### INSTRUCTIONS FOR THE TASK
Please set out the rows below as a numbered list, skipping any blank lines.

### MATERIAL FOR THIS EXERCISE
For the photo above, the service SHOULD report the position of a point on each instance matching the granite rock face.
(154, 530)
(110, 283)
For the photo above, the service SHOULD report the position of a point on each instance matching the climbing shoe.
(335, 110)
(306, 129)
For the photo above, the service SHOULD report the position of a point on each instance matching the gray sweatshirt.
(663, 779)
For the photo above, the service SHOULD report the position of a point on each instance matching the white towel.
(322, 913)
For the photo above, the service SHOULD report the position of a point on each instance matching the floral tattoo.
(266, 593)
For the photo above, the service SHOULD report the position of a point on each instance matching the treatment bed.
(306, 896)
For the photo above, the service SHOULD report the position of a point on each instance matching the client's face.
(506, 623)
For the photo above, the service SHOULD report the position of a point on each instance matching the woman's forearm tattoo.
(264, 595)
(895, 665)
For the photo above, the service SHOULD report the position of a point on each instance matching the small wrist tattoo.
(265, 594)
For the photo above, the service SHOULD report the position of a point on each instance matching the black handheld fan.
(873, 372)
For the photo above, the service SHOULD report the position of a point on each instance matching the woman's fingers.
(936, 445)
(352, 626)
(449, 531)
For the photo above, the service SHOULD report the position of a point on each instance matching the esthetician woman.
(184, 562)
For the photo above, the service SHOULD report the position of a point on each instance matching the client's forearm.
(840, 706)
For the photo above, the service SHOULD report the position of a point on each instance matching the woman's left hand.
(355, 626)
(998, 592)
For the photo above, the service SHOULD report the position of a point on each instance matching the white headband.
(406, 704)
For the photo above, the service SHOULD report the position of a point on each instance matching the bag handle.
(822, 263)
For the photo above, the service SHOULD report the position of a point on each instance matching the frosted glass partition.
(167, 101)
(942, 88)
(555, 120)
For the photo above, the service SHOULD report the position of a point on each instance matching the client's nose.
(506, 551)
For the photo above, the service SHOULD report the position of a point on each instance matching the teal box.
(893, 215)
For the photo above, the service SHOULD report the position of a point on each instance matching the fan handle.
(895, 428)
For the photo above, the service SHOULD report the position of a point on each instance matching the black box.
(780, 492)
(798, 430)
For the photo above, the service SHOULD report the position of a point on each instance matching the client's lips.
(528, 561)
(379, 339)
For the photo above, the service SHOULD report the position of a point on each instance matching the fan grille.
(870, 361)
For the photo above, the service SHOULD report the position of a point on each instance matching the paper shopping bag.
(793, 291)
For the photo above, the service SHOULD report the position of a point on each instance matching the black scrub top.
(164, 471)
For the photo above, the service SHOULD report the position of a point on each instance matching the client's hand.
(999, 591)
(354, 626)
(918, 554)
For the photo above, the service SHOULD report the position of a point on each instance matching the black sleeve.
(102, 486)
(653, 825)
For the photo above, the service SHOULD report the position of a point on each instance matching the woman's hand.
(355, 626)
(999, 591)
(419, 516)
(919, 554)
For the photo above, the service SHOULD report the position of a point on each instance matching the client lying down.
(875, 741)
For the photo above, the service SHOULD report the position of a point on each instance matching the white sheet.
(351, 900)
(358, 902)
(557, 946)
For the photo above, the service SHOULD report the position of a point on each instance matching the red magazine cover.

### TASK SOLUTION
1. For the photo above, the service SHOULD report the position of a point on each instance matching the granite rock face.
2. (154, 530)
3. (110, 283)
4. For the photo above, the service SHOULD report the position of a point on each instance matching the climbing shoe.
5. (335, 110)
6. (306, 129)
7. For the photo above, the service SHOULD report the position of a point on each instance matching the gray sweatshirt.
8. (663, 779)
9. For the photo above, the service SHOULD report the position of a point on each instance matching the white towel.
10. (322, 913)
11. For the photo above, the service SHOULD report the position of a point on each instance matching the floral tattoo.
12. (266, 593)
13. For the photo above, the service SHOULD report the position of a point on each instance matching the treatment bed.
14. (306, 896)
15. For the photo above, the service SHOULD report the position of a point on each instance matching the client's face.
16. (506, 623)
17. For the photo above, the service SHOULD report the position of a point on each instance matching the woman's forearm tattoo.
18. (264, 595)
19. (895, 665)
20. For the photo above, the service SHOULD report the position of a point on each instance matching the small wrist tattoo.
21. (265, 594)
22. For the photo above, the service SHOULD report the position of a point on each instance matching the black handheld fan.
23. (873, 372)
24. For the photo above, the service SHOULD report the position of a point on each instance matching the woman's fingers.
25. (936, 445)
26. (352, 626)
27. (449, 531)
28. For the photo above, the service SHOULD report the position of a point on each instance matching the esthetician woman.
29. (184, 562)
30. For the photo above, the service SHOULD report the position of a point on each instance matching the client's forearm.
31. (840, 706)
32. For the photo above, the service SHOULD report the position of a point on each instance matching the woman's left hand.
33. (355, 626)
34. (998, 592)
35. For the photo above, the service SHOULD report the position of a point on each instance matching the white headband.
36. (406, 704)
37. For the photo above, the service SHOULD report the position of a point on each instance matching the bag handle.
38. (822, 263)
39. For the photo above, the service SHOULD report the position of a point on each instance matching the frosted glass partition.
40. (167, 101)
41. (942, 88)
42. (555, 120)
43. For the photo above, the service SHOULD report the position of a point on each instance matching the client's nose.
44. (506, 551)
45. For the photo above, the service SHOULD report the position of a point on each instance matching the teal box.
46. (893, 215)
47. For the photo above, the service SHOULD report the position of a point on each instance matching the fan handle.
48. (895, 428)
49. For the photo above, the service SHOULD report the position of a point on each instance matching the black box.
50. (780, 492)
51. (798, 430)
52. For the photo above, the service SHOULD report the position of a point on each instance matching the client's lips.
53. (528, 561)
54. (379, 339)
55. For the photo above, the service SHOULD report the position of a point on each instance matching the fan grille.
56. (870, 361)
57. For the photo above, the service SHOULD report the position of a point on each instance matching the paper shopping bag.
58. (793, 291)
59. For the photo above, the service SHOULD report the position of a point on each instance matching the black scrub top.
60. (164, 471)
61. For the photo above, the service SHOULD report the position of a point on each instance matching the client's hand.
62. (999, 591)
63. (354, 626)
64. (918, 554)
65. For the photo above, the service SHOULD report the position of a point on each instance matching the black sleeve.
66. (102, 486)
67. (653, 825)
68. For the photo above, the service SHOULD report the position of a point on each instance matching the woman's hand.
69. (355, 626)
70. (999, 591)
71. (419, 516)
72. (919, 554)
73. For the photo above, the service SHOULD report the position of a point on each instance matching the client lying down.
74. (875, 741)
75. For the photo above, the service SHOULD report the position of a point on each instance matching the white sheet.
76. (351, 900)
77. (358, 902)
78. (557, 946)
79. For the photo above, the service SHOULD report the position of a point on each instance matching the red magazine cover.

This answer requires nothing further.